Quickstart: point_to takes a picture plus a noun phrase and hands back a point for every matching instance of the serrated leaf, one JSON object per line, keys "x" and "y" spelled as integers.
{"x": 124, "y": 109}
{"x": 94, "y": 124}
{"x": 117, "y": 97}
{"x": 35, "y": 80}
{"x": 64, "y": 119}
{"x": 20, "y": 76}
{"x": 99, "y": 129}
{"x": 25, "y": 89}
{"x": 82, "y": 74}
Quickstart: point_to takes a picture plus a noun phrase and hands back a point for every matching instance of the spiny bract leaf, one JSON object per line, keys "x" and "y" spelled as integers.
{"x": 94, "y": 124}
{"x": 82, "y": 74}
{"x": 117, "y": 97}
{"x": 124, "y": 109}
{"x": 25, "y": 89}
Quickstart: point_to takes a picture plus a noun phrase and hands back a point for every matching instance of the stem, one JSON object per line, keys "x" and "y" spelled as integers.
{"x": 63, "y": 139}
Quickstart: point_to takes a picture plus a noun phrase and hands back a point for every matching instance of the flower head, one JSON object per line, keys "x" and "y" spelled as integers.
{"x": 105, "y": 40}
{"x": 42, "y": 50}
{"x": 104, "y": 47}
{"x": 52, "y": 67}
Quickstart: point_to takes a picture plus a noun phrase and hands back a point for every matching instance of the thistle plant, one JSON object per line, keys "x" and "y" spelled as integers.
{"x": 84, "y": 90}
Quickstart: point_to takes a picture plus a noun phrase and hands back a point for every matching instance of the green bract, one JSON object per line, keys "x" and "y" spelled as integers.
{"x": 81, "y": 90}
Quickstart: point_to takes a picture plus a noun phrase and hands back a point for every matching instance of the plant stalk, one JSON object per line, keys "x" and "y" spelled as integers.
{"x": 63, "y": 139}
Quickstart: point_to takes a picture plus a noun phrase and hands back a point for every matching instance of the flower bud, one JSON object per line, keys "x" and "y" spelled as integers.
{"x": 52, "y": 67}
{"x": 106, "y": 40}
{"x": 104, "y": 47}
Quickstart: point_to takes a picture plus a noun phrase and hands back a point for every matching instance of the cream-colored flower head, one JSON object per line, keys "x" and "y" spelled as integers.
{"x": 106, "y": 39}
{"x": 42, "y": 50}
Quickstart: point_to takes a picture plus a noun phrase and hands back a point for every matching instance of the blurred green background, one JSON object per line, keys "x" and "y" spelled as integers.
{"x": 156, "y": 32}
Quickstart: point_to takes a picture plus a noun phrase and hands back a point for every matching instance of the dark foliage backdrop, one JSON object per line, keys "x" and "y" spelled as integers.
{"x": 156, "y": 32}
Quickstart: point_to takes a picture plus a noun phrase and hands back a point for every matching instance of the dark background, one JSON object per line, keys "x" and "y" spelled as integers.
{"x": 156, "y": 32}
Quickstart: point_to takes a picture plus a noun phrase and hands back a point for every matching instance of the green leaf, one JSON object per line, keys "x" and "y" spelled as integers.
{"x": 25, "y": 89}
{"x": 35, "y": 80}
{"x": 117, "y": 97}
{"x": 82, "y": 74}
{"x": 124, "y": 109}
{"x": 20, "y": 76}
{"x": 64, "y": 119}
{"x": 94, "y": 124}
========================================================================
▶ **Work order**:
Your answer must be the lines from the one containing "dark background, one" to the last line of the entries, repeated exactly and with nothing else.

▶ **Exercise output**:
Quickstart: point_to takes a picture plus a noun phrase and hands back a point for every matching instance of the dark background, one JSON object per line, keys "x" and "y" spelled as integers.
{"x": 156, "y": 32}
Quickstart: point_to takes a picture plus a noun phrase and hands back a point for every matching instance of the green leaf, one JSON object per line, keys "x" and "y" spelled as integers.
{"x": 25, "y": 89}
{"x": 35, "y": 80}
{"x": 117, "y": 97}
{"x": 82, "y": 74}
{"x": 124, "y": 109}
{"x": 20, "y": 76}
{"x": 64, "y": 119}
{"x": 94, "y": 124}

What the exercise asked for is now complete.